**DATA IN THIS EXERCISE**

********************

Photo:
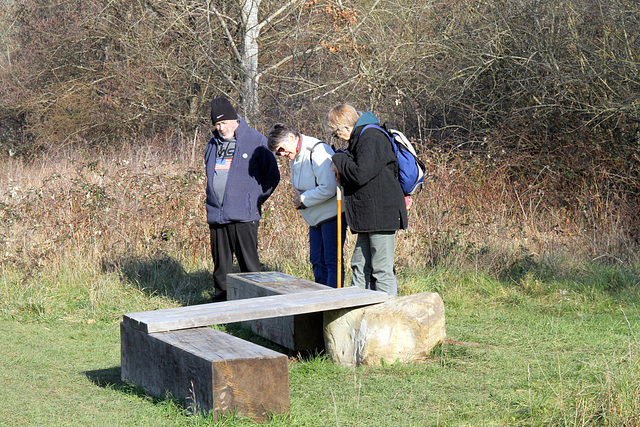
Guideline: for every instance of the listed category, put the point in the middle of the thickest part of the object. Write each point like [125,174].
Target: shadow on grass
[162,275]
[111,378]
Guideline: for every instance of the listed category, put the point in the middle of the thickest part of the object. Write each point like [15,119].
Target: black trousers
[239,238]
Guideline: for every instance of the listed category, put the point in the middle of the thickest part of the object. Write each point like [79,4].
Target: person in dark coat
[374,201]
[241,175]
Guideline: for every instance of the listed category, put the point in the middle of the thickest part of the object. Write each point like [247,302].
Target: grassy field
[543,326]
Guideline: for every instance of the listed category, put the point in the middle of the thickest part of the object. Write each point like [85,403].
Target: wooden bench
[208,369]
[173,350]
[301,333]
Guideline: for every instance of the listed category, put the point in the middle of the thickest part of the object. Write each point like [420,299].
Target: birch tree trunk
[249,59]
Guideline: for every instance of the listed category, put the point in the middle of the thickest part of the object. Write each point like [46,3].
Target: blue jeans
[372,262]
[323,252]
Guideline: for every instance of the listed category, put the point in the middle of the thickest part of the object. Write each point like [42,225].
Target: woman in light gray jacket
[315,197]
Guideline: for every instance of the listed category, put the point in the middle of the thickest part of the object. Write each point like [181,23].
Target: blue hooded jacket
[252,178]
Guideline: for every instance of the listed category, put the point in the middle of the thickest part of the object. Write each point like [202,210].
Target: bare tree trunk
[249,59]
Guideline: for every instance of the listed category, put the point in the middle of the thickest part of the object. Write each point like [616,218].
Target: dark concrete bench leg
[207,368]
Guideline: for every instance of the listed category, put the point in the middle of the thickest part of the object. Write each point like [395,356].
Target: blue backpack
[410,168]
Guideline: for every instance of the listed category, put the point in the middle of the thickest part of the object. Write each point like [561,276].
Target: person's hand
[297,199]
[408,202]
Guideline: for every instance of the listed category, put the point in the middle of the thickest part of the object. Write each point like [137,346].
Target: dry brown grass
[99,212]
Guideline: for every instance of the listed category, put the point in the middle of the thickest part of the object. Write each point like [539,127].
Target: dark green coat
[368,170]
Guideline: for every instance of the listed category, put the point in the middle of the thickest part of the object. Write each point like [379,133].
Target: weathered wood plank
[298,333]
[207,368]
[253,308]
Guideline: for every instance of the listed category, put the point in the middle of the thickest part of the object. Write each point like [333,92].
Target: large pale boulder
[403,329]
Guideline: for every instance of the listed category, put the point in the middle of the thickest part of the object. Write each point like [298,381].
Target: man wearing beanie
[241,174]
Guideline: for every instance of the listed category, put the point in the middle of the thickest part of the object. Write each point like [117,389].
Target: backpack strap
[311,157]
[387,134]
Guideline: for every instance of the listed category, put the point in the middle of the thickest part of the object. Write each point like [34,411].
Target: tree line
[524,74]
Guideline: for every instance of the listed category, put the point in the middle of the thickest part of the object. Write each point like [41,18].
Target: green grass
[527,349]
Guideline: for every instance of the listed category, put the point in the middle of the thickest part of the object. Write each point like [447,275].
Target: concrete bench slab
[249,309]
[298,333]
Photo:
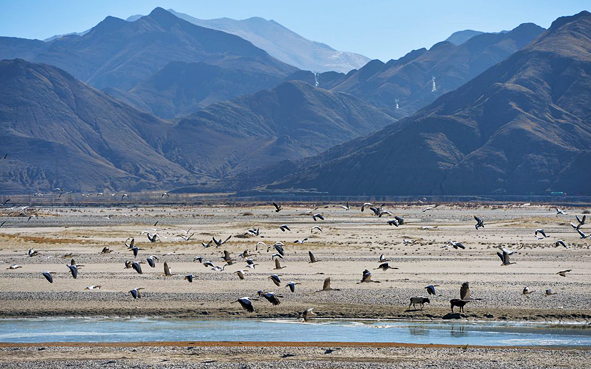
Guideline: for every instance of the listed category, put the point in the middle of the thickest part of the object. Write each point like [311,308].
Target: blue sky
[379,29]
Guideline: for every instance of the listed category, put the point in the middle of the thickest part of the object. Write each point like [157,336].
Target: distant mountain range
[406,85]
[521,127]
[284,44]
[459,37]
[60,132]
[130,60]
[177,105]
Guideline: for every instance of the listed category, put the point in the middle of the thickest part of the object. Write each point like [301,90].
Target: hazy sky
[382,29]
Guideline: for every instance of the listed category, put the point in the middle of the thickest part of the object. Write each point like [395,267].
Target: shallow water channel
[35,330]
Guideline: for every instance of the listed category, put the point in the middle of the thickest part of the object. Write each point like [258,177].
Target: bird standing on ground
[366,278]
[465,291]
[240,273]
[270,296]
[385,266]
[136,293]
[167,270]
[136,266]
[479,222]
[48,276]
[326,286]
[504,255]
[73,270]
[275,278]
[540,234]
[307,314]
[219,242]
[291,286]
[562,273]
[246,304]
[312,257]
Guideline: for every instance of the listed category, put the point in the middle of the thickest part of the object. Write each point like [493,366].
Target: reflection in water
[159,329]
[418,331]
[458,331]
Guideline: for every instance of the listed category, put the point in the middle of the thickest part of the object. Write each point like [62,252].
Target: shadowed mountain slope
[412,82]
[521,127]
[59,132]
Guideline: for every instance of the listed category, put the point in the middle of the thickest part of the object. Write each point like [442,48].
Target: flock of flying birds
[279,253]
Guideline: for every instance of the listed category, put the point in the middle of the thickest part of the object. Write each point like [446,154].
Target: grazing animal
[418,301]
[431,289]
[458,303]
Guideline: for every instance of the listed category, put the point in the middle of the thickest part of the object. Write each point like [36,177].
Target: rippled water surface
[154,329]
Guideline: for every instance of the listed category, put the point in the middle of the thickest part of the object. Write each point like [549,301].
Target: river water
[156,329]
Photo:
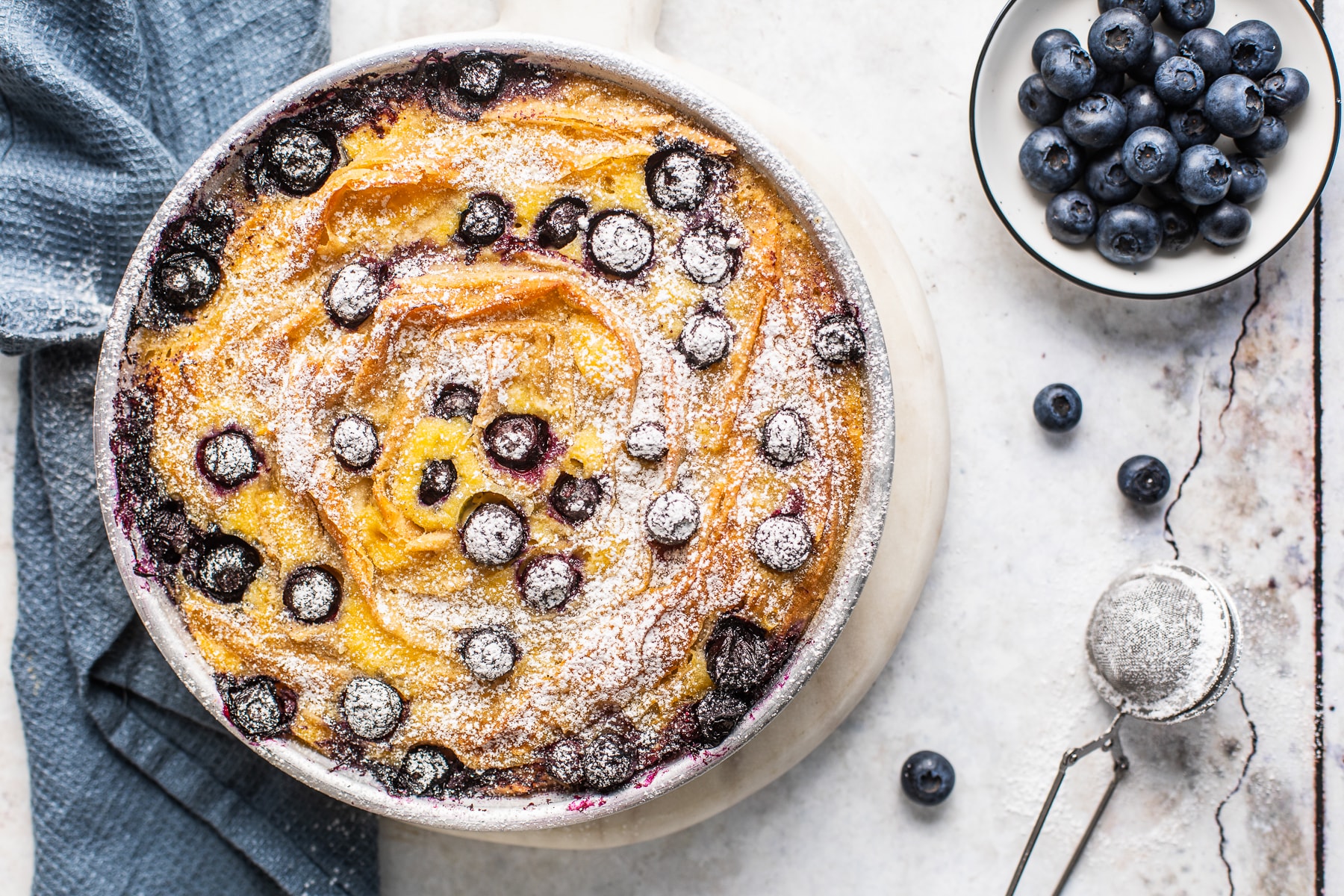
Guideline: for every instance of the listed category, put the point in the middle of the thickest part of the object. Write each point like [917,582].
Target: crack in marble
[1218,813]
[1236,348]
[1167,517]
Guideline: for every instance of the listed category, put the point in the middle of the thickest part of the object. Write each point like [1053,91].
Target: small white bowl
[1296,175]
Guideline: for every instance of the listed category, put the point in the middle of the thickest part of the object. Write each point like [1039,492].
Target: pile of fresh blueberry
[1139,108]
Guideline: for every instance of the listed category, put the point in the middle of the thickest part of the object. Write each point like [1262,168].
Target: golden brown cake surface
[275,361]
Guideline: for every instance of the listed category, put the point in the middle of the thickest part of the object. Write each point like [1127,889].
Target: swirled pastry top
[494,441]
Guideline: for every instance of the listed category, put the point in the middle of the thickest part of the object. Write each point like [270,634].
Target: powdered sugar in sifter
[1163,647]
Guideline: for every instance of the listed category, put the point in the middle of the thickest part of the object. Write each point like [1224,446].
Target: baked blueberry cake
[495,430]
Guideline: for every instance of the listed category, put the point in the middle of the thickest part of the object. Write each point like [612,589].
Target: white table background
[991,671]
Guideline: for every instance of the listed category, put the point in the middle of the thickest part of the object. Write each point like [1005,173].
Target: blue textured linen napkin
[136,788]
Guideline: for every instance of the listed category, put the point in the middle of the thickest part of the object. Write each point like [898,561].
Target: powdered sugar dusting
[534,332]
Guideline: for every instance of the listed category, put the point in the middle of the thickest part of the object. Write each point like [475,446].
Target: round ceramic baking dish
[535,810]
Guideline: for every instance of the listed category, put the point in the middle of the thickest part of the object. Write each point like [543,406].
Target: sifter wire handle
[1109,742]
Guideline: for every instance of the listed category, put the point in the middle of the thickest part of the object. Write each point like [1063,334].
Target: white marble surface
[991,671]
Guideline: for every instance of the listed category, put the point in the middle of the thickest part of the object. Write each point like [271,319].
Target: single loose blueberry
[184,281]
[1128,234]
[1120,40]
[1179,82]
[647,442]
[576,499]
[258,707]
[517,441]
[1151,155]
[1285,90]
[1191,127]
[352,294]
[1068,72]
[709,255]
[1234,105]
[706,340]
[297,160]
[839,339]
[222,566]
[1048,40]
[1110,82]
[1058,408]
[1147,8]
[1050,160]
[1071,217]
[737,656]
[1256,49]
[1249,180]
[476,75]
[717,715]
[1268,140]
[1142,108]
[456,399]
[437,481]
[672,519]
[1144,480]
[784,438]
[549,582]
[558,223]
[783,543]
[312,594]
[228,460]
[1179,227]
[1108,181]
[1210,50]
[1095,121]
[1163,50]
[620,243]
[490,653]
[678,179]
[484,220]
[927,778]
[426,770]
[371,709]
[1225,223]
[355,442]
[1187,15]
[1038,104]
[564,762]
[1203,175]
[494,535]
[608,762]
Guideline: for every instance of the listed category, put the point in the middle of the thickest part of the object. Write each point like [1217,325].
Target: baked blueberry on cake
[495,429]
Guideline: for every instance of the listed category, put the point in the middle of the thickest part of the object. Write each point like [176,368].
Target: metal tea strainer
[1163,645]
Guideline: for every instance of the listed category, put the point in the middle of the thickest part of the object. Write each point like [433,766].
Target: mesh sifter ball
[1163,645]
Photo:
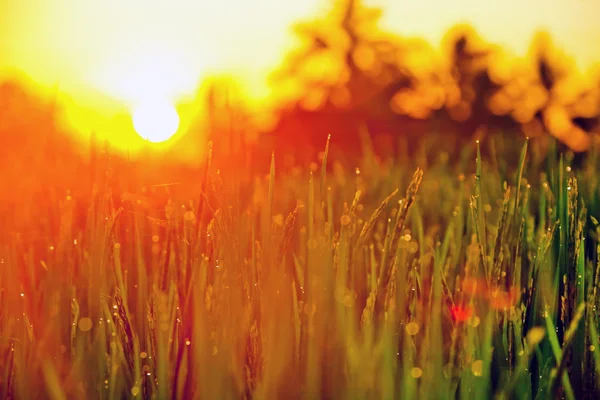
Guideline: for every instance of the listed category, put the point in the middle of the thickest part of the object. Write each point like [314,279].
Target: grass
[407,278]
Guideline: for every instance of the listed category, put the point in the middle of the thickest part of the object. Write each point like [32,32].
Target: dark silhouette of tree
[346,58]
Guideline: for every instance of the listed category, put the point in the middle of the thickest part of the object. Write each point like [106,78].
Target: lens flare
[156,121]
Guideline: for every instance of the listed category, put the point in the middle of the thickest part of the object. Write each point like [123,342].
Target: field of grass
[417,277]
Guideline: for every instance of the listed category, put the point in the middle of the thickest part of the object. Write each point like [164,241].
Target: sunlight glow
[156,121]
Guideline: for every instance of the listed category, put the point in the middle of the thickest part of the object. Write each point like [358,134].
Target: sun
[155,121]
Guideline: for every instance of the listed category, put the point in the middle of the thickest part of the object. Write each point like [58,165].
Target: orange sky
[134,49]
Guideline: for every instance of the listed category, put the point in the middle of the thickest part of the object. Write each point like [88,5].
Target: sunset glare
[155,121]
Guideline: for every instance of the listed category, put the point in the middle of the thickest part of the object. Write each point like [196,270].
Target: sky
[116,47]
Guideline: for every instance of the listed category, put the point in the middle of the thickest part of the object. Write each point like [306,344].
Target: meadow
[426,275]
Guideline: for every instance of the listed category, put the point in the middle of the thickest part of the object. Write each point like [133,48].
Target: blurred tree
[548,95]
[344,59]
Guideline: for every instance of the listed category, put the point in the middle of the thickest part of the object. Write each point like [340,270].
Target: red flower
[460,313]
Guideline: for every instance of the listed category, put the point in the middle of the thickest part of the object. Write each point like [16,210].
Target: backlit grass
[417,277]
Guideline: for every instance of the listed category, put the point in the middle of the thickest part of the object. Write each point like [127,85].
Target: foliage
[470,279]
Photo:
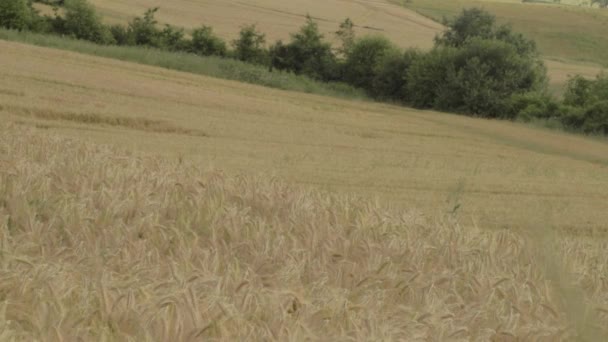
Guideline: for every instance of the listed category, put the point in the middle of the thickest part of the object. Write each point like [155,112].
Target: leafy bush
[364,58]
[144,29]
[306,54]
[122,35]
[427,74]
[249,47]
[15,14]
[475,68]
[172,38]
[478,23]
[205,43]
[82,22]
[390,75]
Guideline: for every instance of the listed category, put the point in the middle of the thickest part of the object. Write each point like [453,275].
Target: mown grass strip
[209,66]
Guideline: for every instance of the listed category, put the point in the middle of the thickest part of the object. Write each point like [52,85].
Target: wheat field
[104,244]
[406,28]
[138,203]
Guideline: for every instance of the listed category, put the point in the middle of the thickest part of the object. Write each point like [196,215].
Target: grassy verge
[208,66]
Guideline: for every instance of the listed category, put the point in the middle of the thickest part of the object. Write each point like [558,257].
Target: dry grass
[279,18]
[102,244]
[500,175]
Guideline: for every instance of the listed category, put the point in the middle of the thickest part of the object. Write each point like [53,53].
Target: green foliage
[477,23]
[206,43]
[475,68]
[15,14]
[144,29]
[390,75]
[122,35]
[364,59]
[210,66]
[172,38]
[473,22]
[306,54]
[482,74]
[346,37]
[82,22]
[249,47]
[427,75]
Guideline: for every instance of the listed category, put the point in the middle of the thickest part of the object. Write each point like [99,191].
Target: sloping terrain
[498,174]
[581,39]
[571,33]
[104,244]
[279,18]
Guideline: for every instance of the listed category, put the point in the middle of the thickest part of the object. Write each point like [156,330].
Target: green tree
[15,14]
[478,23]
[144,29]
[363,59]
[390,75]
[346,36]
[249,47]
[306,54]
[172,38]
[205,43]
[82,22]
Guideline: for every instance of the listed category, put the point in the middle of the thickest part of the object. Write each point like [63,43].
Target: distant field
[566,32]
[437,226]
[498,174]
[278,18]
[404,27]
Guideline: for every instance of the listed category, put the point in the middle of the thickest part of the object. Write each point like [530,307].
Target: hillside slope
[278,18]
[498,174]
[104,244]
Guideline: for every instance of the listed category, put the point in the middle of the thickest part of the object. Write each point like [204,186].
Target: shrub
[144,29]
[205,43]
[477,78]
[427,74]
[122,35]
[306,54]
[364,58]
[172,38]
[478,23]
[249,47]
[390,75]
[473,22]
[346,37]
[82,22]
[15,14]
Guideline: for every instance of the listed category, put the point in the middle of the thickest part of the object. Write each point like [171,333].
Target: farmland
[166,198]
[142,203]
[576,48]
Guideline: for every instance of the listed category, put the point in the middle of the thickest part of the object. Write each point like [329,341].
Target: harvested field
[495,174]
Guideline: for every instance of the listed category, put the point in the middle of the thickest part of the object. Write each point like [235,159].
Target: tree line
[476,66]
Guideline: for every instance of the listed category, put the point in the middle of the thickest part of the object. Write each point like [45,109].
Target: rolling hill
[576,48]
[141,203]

********************

**WORK REQUEST**
Using the listing above, return word for word each line from the one that has "point like [898,561]." through the one that has "point like [475,446].", and no line outside that range.

**EXERCISE RESULT**
Guideline: for every instance of the listed category, put the point in the middle of the thickest part of the object. Write each point like [898,561].
Target: powdered sugar dusting
[534,332]
Guideline: for every instance of the listed category, put the point in the middle of the thickest part of the object. Write each point like [475,446].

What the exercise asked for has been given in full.